Exercise brief |
Convert all of the records below into a numbered list with one line per item, omitting blank lines. Leave the pictures out of the list.

Records |
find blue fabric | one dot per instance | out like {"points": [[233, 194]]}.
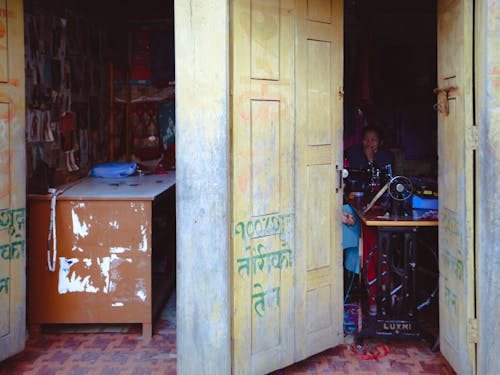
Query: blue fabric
{"points": [[113, 170], [350, 241]]}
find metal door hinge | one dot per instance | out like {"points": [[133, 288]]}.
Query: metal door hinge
{"points": [[473, 331], [474, 137]]}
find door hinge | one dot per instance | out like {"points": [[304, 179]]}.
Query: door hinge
{"points": [[473, 331], [474, 137]]}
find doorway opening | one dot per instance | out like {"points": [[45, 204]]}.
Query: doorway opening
{"points": [[390, 72]]}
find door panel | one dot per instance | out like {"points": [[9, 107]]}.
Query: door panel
{"points": [[286, 247], [12, 180], [456, 211], [319, 69], [262, 184]]}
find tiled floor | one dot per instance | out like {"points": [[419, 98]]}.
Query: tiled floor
{"points": [[110, 350]]}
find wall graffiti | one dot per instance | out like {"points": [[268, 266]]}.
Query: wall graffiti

The response |
1. find blue fabric | one dot per instance | out like {"points": [[233, 194]]}.
2. Query: blue fabric
3. {"points": [[113, 170], [350, 241]]}
4. find metal door hinge | one dot per instance | out like {"points": [[133, 288]]}.
5. Query: metal door hinge
6. {"points": [[473, 331], [474, 137]]}
7. find door hinge | one dot per instance | out like {"points": [[304, 179]]}.
8. Query: door hinge
9. {"points": [[473, 331], [474, 137]]}
10. find doorway opening | one dot per instance | out like {"points": [[45, 204]]}.
11. Query: doorway opening
12. {"points": [[390, 72]]}
13. find door panel | one dot per instance | out like {"points": [[9, 107]]}.
14. Query: door panel
15. {"points": [[286, 247], [12, 180], [456, 211], [319, 69], [262, 184]]}
16. find tiled floor | one dot per instance | out like {"points": [[419, 98]]}.
17. Query: tiled floor
18. {"points": [[110, 350]]}
19. find wall graffiti | one dot per instance | out like {"points": [[268, 266]]}.
20. Query: wall graffiti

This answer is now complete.